*Short exercise*: Please quote every one of the records below verbatim.

(Excerpts from point-annotation data)
● ● ● ● ●

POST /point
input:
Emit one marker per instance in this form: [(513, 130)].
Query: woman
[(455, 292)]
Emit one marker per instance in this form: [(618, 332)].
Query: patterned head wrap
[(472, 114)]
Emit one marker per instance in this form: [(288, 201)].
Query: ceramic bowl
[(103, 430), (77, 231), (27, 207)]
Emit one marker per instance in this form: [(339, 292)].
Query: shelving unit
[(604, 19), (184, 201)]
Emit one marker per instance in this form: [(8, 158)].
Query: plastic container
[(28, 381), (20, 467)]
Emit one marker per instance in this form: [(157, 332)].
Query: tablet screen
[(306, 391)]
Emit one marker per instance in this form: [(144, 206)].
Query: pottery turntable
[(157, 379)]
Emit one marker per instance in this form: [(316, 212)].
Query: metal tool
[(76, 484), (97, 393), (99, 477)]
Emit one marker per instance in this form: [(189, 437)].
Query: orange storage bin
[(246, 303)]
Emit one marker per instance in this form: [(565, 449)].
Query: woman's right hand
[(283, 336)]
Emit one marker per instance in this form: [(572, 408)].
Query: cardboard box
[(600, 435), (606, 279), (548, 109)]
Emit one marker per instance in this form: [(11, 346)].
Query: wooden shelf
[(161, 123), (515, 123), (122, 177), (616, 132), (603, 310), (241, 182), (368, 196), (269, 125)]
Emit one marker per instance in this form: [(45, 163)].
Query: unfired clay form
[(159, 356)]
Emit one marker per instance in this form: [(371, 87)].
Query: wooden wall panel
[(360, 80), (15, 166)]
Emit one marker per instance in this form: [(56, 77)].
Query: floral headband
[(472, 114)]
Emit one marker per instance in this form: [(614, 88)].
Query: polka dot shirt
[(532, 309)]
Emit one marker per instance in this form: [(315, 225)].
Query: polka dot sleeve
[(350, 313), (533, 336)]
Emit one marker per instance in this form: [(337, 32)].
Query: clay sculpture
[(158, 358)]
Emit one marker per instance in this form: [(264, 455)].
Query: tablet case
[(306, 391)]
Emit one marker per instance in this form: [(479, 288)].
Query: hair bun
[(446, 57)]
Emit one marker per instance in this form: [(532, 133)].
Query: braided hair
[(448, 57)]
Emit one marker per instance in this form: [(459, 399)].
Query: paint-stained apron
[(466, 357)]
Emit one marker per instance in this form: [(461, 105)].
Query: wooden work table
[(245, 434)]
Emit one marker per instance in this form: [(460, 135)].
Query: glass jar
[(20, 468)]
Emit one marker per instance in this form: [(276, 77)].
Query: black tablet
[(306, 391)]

● ● ● ● ●

*Result of the exercise*:
POST /point
input:
Emit one marker per instance in this form: [(513, 130)].
Query: woman
[(455, 292)]
Emit one marker per instance in this form: [(618, 332)].
Query: patterned head wrap
[(472, 114)]
Emit one marker per instance in this form: [(288, 201)].
Query: ceramic bowl
[(103, 430), (77, 231), (27, 207)]
Emit one marker per instance in this form: [(339, 292)].
Query: shelving unit
[(604, 19), (184, 201)]
Emit one marker per instance in this form: [(8, 158)].
Query: plastic container
[(28, 381), (20, 467)]
Emit one marker per instance in this form: [(157, 332)].
Query: tablet screen
[(306, 391)]
Emit one marker per instance in this form: [(144, 206)].
Query: pottery turntable
[(157, 379)]
Emit one marker per instance in this form: [(316, 212)].
Query: metal tool
[(76, 484), (97, 393), (99, 477)]
Emit one marker per instance in this form: [(189, 437)].
Query: orange storage bin
[(246, 303)]
Emit one marker per instance in this form: [(565, 449)].
Query: woman's right hand
[(283, 336)]
Emit one marker per instance in this form: [(572, 408)].
Query: cardboard box
[(600, 435), (606, 279), (548, 109)]
Emit one marker per instance in this form: [(11, 346)].
Query: wooden shelf
[(161, 123), (515, 123), (122, 177), (616, 132), (603, 310), (241, 182), (368, 196), (269, 125)]
Emit one marker per instance in this form: [(45, 163)].
Query: unfired clay form
[(159, 356)]
Emit one marker per instance in this form: [(371, 87)].
Query: wooden wall panel
[(360, 80), (15, 166)]
Emit one marker per instance in this form: [(56, 77)].
Query: floral headband
[(472, 114)]
Emit one marker per instance in this form: [(614, 88)].
Query: polka dot shirt
[(532, 309)]
Emit one marker per instance in this form: [(315, 225)].
Query: polka dot sleeve
[(350, 313), (533, 336)]
Emit one marker per instance in this form: [(337, 32)].
Query: clay sculpture
[(158, 358)]
Emit one marker per instance in this form: [(264, 455)].
Query: tablet case
[(306, 391)]
Emit one marker per instance in this form: [(479, 288)].
Query: hair bun
[(446, 57)]
Emit one marker per instance in this form: [(532, 133)].
Query: braided hair
[(448, 57)]
Emit one marker per instance in this form: [(459, 399)].
Query: paint-stained apron
[(466, 357)]
Emit one marker per instance in this form: [(461, 105)].
Query: wooden work table
[(245, 434)]
Emit one marker per instance in this form: [(460, 135)].
Query: glass jar
[(20, 468)]
Emit one marker per instance in this form: [(276, 77)].
Query: black tablet
[(306, 391)]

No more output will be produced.